# Start of Given data

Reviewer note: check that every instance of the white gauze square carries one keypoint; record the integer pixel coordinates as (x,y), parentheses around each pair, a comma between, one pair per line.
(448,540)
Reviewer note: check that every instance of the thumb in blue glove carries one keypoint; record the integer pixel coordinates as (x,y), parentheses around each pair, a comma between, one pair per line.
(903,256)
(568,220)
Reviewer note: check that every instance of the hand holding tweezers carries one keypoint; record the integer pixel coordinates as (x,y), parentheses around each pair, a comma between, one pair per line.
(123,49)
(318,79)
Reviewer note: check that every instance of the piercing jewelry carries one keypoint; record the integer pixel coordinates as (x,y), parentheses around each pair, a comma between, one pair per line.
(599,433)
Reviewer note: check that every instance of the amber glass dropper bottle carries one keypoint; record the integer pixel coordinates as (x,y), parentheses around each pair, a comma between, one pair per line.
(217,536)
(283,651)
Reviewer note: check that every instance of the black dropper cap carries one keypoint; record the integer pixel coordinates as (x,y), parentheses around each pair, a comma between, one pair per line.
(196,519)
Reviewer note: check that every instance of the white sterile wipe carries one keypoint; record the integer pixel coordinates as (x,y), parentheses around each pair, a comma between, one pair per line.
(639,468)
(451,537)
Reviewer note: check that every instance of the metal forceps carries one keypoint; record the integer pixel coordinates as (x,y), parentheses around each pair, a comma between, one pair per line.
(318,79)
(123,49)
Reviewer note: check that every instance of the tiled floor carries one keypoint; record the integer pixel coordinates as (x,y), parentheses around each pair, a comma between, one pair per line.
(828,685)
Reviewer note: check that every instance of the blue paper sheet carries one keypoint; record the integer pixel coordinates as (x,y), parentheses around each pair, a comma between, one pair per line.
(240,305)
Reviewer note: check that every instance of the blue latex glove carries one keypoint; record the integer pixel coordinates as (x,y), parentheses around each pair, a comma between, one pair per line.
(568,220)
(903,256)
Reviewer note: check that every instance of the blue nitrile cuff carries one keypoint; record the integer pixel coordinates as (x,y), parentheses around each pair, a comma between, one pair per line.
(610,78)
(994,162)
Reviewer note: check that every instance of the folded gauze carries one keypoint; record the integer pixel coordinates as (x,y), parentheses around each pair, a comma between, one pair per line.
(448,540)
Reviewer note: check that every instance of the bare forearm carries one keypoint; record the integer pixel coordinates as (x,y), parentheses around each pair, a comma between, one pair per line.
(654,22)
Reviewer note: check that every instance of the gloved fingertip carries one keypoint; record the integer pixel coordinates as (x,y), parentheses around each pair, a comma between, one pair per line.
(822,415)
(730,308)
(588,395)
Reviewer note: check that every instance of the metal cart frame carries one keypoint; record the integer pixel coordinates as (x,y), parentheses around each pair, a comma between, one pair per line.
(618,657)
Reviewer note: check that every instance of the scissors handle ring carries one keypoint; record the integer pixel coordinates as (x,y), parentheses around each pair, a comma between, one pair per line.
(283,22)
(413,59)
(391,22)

# End of Given data

Short task: Reproduce every line of the data above without changing anything.

Complete answer:
Reviewer note: check that every instance of the white gauze square carries one keypoint; record the integer pixel coordinates as (x,y), parentheses around each pair, a comma between, one pair per line.
(448,540)
Reviewer note: check that every instance of the thumb in blue glove carries one keypoint; record the integer pixel coordinates as (x,y), parentheses around each pair, a comma between, one pair per line.
(903,256)
(568,220)
Reviewer note: check that every instance of the hand holding tweezers carries one keypoint; record the integer pixel coordinates as (x,y), parentheses around each pair, a comma between, one pair per line.
(123,49)
(318,79)
Reviewer note: check that every instance of the piercing jewelry carries one keypoint; record the integer pixel coordinates as (x,y), parentheses around each pair, a comma between, one pair per line.
(599,433)
Reviewer note: check that every instance of the amber glass dropper bottle carries one keypoint; record the integer pixel coordinates as (x,y), parentheses around each pair, a comma between, one pair per line.
(217,536)
(283,651)
Reviewer note: check that every instance of the black dropper cap carries one keypoint; record the integer pixel coordinates as (x,y), parentheses around each pair, a comma between, one pair per line.
(196,519)
Reviewer note: check that every instance of the white sterile wipe carries one keypoint; record the integer pixel coordinates as (x,y), parentheses around each pair, a comma between, one pair per line.
(639,468)
(451,537)
Reviewer note: check that every instance of the metal forceps carries one keypoint; record the integer pixel coordinates as (x,y), parentheses around each pair, a comma between, one pair per line.
(318,79)
(123,49)
Reviewer note: check that every instance of the tiled floor carries one keypoint; record the integer pixel coordinates as (x,y), parentheses around each pair, a comma between, one pair per line.
(828,685)
Reviewer note: check that every instance of the blue paper sheet carries one keypoint; record the integer pixel coordinates as (x,y), parentheses around each pair, a comma between, one pair per line.
(240,305)
Reviewer note: check that every instance of the blue latex glove carries one keypoint; record the integer pixel coordinates as (x,y), parentheses around each pair, a comma between, one pair per line.
(568,220)
(903,256)
Reviewer note: check that every instance of the blue nitrile cuff carries one keypoint; record the integer pixel coordinates as (x,y), parentheses around each pair, a comma between, one pair per line.
(610,78)
(994,162)
Reviewer note: check that every instance of the folded gauze carries one keypoint; record the integer pixel coordinates as (x,y), parentheses around each pair, a comma between, one pair per line.
(448,540)
Reviewer note: check that every instance of the bare forearm carries one keypoint; record the integer pixel coordinates as (x,y), parentheses around each pair, a comma between, one pair per line.
(654,22)
Reviewer note: check that every instance of the gloved fingertip carries one keypoint; record the integer pixel coordinates as (x,y), parentheses around each pair, a comma between, one pair per line.
(822,415)
(730,308)
(588,395)
Reviewer note: check that every instance of the metal cart frame carries one keypoint; record the integer pixel coordinates as (x,y), parentheses around each pair, a comma between, one pair per line.
(618,657)
Reviewer note: check that every instance of the scissors handle ring carries one keypoint; record the integer pixel coordinates as (x,y), parentheses around each pair, a comma between, one pair per line.
(283,22)
(413,59)
(391,22)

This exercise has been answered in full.